STORED DATA –
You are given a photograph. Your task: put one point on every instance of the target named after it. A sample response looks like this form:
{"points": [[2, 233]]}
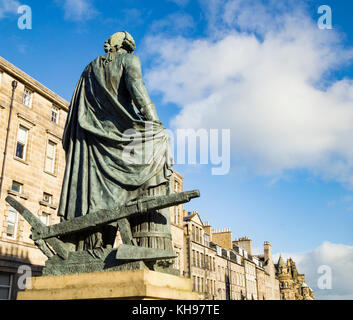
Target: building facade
{"points": [[32, 162], [292, 283]]}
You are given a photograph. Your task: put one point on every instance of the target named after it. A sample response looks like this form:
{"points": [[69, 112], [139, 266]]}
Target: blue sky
{"points": [[262, 69]]}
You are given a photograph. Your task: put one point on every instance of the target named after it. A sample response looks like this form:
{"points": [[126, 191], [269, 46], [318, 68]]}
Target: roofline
{"points": [[23, 77]]}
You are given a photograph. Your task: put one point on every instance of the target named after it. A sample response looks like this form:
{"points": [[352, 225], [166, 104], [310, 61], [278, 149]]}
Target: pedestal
{"points": [[116, 285]]}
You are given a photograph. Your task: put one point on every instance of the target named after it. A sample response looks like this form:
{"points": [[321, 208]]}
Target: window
{"points": [[17, 187], [27, 98], [50, 159], [21, 147], [5, 286], [54, 115], [12, 223], [45, 218], [48, 198]]}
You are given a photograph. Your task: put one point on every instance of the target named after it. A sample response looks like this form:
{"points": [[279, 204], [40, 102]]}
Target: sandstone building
{"points": [[292, 283], [32, 120], [32, 163]]}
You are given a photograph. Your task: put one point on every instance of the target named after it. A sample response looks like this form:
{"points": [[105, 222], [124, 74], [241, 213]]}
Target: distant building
{"points": [[292, 283], [32, 164], [222, 269]]}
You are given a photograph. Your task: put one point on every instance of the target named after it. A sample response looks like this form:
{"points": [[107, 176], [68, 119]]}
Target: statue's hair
{"points": [[128, 43]]}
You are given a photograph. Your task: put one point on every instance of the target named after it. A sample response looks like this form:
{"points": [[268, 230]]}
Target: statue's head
{"points": [[120, 40]]}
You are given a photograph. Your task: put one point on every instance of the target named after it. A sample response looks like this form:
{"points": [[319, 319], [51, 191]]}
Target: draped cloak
{"points": [[112, 155]]}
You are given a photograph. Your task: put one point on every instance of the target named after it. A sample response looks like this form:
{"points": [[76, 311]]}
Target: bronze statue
{"points": [[117, 158]]}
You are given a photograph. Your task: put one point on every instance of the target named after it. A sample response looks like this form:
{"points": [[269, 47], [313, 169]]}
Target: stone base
{"points": [[116, 285]]}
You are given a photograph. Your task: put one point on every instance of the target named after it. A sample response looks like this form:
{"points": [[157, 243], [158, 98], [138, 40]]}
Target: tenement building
{"points": [[32, 165], [292, 283], [223, 269]]}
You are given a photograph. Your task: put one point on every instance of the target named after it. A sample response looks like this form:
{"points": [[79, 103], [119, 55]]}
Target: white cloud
{"points": [[338, 258], [78, 10], [8, 7], [268, 83], [174, 23]]}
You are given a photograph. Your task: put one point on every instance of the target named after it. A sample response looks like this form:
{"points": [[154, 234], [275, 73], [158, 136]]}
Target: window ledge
{"points": [[51, 174], [16, 194], [21, 160], [46, 204]]}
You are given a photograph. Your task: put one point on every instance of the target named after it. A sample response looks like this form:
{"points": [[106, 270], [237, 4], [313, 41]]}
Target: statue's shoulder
{"points": [[131, 59]]}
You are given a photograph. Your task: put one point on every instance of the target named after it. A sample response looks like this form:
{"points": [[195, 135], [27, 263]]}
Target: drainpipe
{"points": [[14, 86]]}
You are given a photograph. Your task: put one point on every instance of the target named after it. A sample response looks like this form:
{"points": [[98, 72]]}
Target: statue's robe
{"points": [[112, 156]]}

WHAT THE TASK ASKS –
As you output the material, omit the pictures but alter nothing else.

RESULT OF THIS EXERCISE –
You are given a photograph. Your task: put one point on every instance of the target named after it. A sample response looks like this form:
{"points": [[2, 233]]}
Target: building facade
{"points": [[32, 162], [292, 283]]}
You are given a photograph. Your task: put one point on every instance of the target named after it. A sample response looks like this form:
{"points": [[69, 112], [139, 266]]}
Target: blue sky
{"points": [[262, 69]]}
You are given a photograph. Your task: put one point on every instance of the target named after it. A sample response looks like this form:
{"points": [[126, 191], [269, 46], [318, 68]]}
Target: roofline
{"points": [[23, 77]]}
You are given a photograph. Your task: put one point on every instance of the target named after it. A sample response looks like this form:
{"points": [[352, 225], [166, 104], [310, 61], [278, 149]]}
Target: pedestal
{"points": [[116, 285]]}
You are given a photograph. Your task: put one point on every instance of the target named after it. A sample response looks like this form:
{"points": [[321, 208]]}
Target: window
{"points": [[17, 187], [27, 98], [50, 159], [21, 147], [5, 286], [54, 115], [12, 223], [45, 218], [48, 198]]}
You are given a photograph. Your task: put one point on every instance of the target named after it. A sample response looks like this form:
{"points": [[279, 204], [40, 102]]}
Target: sandstone building
{"points": [[292, 283], [32, 120], [32, 163]]}
You are given a photograph. Your task: put one point on every instance of the target named after it. A sample response looks like this form:
{"points": [[105, 222], [124, 74], [241, 213]]}
Target: distant building
{"points": [[292, 283], [32, 164], [222, 269]]}
You are given a photograph. Your task: put one point on every instance of the target named after it. A sample response looks like this form:
{"points": [[107, 176], [68, 119]]}
Target: statue's hair
{"points": [[128, 43]]}
You are given a photograph. Your task: put one point on every instance of the target named after it. A sample response looks like this form:
{"points": [[268, 230]]}
Target: statue's head
{"points": [[120, 40]]}
You are given a photograph. Your task: put one point on every instance of the target named after it. A sample response looks like this form:
{"points": [[319, 319], [51, 191]]}
Target: draped cloak
{"points": [[112, 155]]}
You are given a photograph. Your task: put one point on every instance of the target named after it. A sample response looks like this form:
{"points": [[76, 311]]}
Target: bronze statue
{"points": [[117, 158]]}
You are given a photograph. Your task: put one point on every instance of the target named after it. A sample response looks like this form:
{"points": [[269, 47], [313, 169]]}
Target: stone base
{"points": [[116, 285]]}
You are given a photograph. Your task: put one point on every instance of the target named after it. A sample response looks like this form:
{"points": [[157, 243], [158, 98], [138, 40]]}
Target: tenement building
{"points": [[32, 165], [292, 283], [223, 269]]}
You are given a photograph. Your task: put one point on every instance of the target named after it. A sample response looks like this form:
{"points": [[79, 103], [119, 55]]}
Target: white cloud
{"points": [[338, 258], [78, 10], [8, 7], [268, 83], [174, 23]]}
You are given a photograph. Your task: put one point on every instance of the target named after it. A sample response looks like this form:
{"points": [[154, 234], [275, 73], [158, 136]]}
Target: window ledge
{"points": [[51, 174], [16, 194], [21, 160], [46, 204]]}
You are given a photograph. Your task: put one point on every instance of the target named after it. A sample response looks like this form:
{"points": [[106, 270], [237, 4], [313, 41]]}
Target: statue's shoulder
{"points": [[131, 59]]}
You are given a photograph. Your task: put one point on every instance of the target named after it. A sample response looks like this form:
{"points": [[195, 135], [27, 263]]}
Target: drainpipe
{"points": [[14, 86]]}
You are given a photograph. Your task: put one point on every instance of the target named after it. A sample response looks like this form:
{"points": [[98, 72]]}
Target: statue's robe
{"points": [[112, 156]]}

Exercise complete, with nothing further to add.